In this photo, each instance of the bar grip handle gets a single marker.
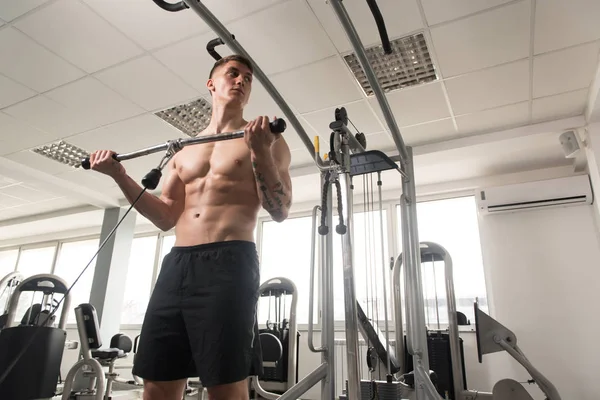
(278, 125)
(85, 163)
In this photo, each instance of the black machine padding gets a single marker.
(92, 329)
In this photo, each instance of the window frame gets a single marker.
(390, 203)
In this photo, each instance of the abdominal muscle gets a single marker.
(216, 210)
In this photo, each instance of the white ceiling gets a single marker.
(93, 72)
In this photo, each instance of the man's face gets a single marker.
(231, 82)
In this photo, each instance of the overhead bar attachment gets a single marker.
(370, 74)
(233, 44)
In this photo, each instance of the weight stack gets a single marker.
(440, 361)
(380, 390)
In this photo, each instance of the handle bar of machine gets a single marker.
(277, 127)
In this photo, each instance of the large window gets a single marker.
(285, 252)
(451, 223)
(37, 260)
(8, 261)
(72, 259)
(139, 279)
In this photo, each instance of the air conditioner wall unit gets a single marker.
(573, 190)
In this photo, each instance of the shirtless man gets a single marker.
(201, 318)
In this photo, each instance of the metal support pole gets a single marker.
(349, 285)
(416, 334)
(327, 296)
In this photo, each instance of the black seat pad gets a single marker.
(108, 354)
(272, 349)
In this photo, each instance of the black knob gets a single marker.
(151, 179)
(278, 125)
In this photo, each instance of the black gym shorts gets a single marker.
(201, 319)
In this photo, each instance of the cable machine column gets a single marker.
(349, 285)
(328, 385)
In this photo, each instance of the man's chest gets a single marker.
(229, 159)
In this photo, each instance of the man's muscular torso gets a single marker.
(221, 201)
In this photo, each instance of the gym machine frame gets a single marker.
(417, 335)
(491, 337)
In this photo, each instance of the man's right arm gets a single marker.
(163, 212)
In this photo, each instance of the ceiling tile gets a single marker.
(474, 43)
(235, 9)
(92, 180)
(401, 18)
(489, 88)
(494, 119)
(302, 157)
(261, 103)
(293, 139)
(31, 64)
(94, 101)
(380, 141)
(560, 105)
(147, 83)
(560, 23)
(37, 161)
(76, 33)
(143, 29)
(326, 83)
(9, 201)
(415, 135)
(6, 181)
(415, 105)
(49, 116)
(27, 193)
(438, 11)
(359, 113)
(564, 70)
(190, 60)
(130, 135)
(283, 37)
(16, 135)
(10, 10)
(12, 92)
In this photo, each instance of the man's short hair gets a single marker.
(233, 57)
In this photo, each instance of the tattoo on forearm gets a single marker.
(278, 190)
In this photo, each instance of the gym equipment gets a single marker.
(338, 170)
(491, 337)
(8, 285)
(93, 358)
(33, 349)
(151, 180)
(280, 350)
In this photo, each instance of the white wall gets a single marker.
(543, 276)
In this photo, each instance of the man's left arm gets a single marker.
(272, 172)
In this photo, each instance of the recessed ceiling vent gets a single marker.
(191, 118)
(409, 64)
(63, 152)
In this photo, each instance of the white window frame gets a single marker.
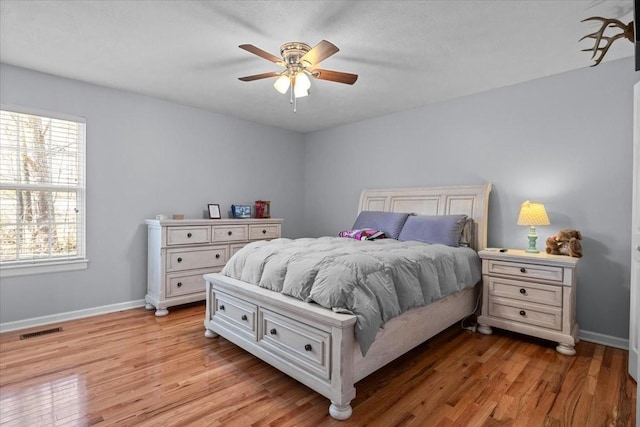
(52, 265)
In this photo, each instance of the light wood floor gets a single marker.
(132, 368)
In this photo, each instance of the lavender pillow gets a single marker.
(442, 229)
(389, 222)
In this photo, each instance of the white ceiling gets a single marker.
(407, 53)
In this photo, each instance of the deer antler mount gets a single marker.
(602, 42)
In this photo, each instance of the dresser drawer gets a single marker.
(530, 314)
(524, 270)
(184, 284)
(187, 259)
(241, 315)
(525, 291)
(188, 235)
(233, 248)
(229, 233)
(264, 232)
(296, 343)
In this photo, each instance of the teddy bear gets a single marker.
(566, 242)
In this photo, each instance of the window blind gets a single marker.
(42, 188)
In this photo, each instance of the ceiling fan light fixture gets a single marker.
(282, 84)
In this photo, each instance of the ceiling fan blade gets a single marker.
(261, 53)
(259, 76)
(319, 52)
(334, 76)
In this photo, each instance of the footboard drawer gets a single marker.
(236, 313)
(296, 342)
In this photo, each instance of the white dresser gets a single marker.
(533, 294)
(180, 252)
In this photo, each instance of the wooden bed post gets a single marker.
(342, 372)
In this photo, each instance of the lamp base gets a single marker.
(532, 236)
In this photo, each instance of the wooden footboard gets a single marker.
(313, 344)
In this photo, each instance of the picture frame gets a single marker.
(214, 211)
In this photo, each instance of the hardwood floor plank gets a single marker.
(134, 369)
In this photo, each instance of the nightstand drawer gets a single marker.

==============================

Task statement: Word for word, print every record, and leave out any picture.

Exercise result:
In this photo, each instance of the bar grip handle gets a single marker.
(278, 125)
(85, 163)
In this photo, each instance of the black machine padding gets a single marker.
(92, 329)
In this photo, each instance of the window frame gets a single marker.
(390, 203)
In this photo, each instance of the abdominal muscle gets a single marker.
(216, 210)
In this photo, each instance of the white ceiling gets a single marker.
(93, 72)
In this photo, each instance of the man's face gets a single marker.
(231, 82)
In this photo, each instance of the overhead bar attachment gets a single marker.
(370, 74)
(233, 44)
In this photo, each instance of the weight stack gets a single marker.
(440, 361)
(380, 390)
In this photo, each instance of the handle bar of machine gets a single marker.
(277, 127)
In this photo, each instance of the large window gets a single marker.
(285, 252)
(451, 223)
(37, 260)
(8, 261)
(72, 259)
(139, 279)
In this photo, each instance of the air conditioner wall unit gets a single marker.
(573, 190)
In this photo, each instance of the shirtless man gets a single marker.
(201, 318)
In this photo, each instance of the metal support pole gets a single marker.
(349, 285)
(416, 334)
(327, 296)
In this photo, each instance of the black seat pad gets a single marker.
(108, 354)
(272, 349)
In this photo, each instance of the black knob gets a single marker.
(151, 179)
(278, 125)
In this photo, each instance of the black gym shorts gets a single marker.
(201, 319)
In this photo, each instance of the cable machine column gets a single marker.
(349, 285)
(328, 385)
In this photo, each instance of the man's chest gets a single marker.
(229, 159)
In this photo, each instance of the man's muscular torso gets a single marker.
(221, 201)
In this photo, each instance of the gym machine frame gets a single marker.
(417, 335)
(491, 337)
In this photo, each instance of the man's right arm gets a single marker.
(163, 212)
In this photo, each instance of the ceiling tile gets a single marker.
(474, 43)
(235, 9)
(92, 180)
(401, 18)
(489, 88)
(494, 119)
(302, 157)
(261, 103)
(293, 139)
(31, 64)
(94, 101)
(380, 141)
(560, 105)
(147, 83)
(560, 23)
(37, 161)
(76, 33)
(143, 29)
(326, 83)
(9, 201)
(415, 135)
(6, 181)
(415, 105)
(49, 116)
(27, 193)
(438, 11)
(359, 113)
(564, 70)
(190, 60)
(130, 135)
(283, 37)
(16, 135)
(10, 10)
(12, 92)
In this photo, each instance of the man's short hair gets a single marker.
(233, 57)
In this photo, each instance of the tattoo on forearm gets a single marker.
(278, 190)
In this photo, each instance of the gym equipment gets a single marker.
(338, 170)
(491, 337)
(8, 285)
(93, 358)
(33, 349)
(151, 180)
(280, 350)
In this photo, each instance of the white wall gets a single marker.
(543, 276)
In this photo, each instance of the man's left arm gets a single marker.
(272, 172)
In this photo, each instance of the recessed ceiling vent gets a single marker.
(191, 118)
(409, 64)
(63, 152)
In this photo, each instance of the white window frame gets a single marker.
(52, 265)
In this photo, each instance of the light wood floor gets a single marker.
(132, 368)
In this photo, each instance of the lavender pillow gets a single marker.
(442, 229)
(389, 222)
In this photo, each instance of the white ceiling gets a single marker.
(407, 53)
In this photo, each instance of the deer antler mount gets a single marker.
(602, 42)
In this photo, each instance of the dresser drawer gets a single marker.
(530, 314)
(524, 270)
(184, 284)
(187, 259)
(241, 315)
(525, 291)
(188, 235)
(233, 248)
(229, 233)
(264, 232)
(296, 343)
In this photo, each instance of the teddy bear gets a single marker.
(566, 242)
In this photo, each instance of the window blind gets a single marker.
(42, 188)
In this photo, each instance of the ceiling fan light fixture gets a single marker.
(282, 84)
In this photo, each instance of the ceiling fan blade gets a single marker.
(261, 53)
(259, 76)
(319, 52)
(334, 76)
In this photo, each instance of the footboard drawer gets a single marker.
(236, 313)
(296, 342)
In this photo, each instance of the white dresser gets a single marker.
(533, 294)
(180, 252)
In this photo, each instance of the wooden bed post gets a single marker.
(342, 372)
In this photo, each instance of the lamp base gets a single marker.
(532, 236)
In this photo, each instance of the wooden footboard gets a single marker.
(313, 344)
In this photo, each instance of the picture frame gets a single marker.
(214, 211)
In this photo, each instance of the hardwood floor plank gets a single marker.
(134, 369)
In this photo, each instance of the nightstand drawer gets a single marker.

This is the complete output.